**WHAT TO WORK ON**
1 - According to the health care comments, how much is U.S. health care spending expected to reach in 2017?
2 - Please write out the part of the health care comments starting with "This is all" and going on through "percent of GDP.", swapping "GDP" for "gross domestic product".

This is all part of a plan to have everyone covered under the government umbrella. It is a big fat government failure waiting to happen.
Blackflon, you are already paying those costs. You seem to think that if a cost isn't coming out of your pocket in taxes it doesn't count. But the costs are coming out of your pocket in all kinds of ways, including the costs of insurance and the costs of just about everything made by anybody who has to pay insurance. Our health care costs are eating our GDP, which is one reason the system has to change.

If we don't change anything but go on as we are now -- U.S. health care spending is expected to increase at twice the rate of inflation for the next decade reaching $4.3 trillion in 2017, or 20 percent of GDP.

And you're worried about a mere trillion? Hah!
Blackflon, my employer (which, thankfully, covers the cost of my health insurance), has faced increasing costs every single year I have been here (in the last six years alone, the percentage increases have been 9%, 14%, 12,%, 17%, 9% and 8%). Do you really think this is sustainable?

**RECORD SET**

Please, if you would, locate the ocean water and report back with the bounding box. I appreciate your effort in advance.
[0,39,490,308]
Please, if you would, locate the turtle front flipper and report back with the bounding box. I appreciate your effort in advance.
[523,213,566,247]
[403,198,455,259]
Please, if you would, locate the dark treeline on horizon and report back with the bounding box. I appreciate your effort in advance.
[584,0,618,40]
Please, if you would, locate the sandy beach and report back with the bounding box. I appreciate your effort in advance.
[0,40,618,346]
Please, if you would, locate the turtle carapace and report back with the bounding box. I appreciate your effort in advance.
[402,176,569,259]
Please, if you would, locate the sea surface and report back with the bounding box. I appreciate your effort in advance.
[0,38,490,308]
--
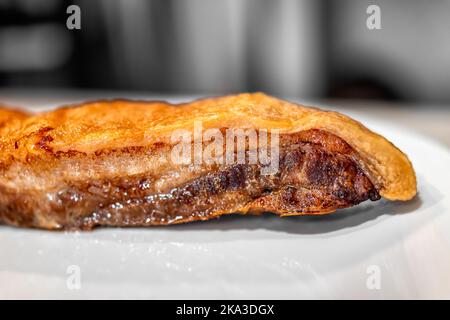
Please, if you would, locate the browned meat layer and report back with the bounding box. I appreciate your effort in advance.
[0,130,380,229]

**RESULTS BY TASK**
1 - $4.3 trillion, or 20 percent of GDP.

2 -
This is all part of a plan to have everyone covered under the government umbrella. It is a big fat government failure waiting to happen.
Blackflon, you are already paying those costs. You seem to think that if a cost isn't coming out of your pocket in taxes it doesn't count. But the costs are coming out of your pocket in all kinds of ways, including the costs of insurance and the costs of just about everything made by anybody who has to pay insurance. Our health care costs are eating our gross domestic product, which is one reason the system has to change.

If we don't change anything but go on as we are now -- U.S. health care spending is expected to increase at twice the rate of inflation for the next decade reaching $4.3 trillion in 2017, or 20 percent of gross domestic product.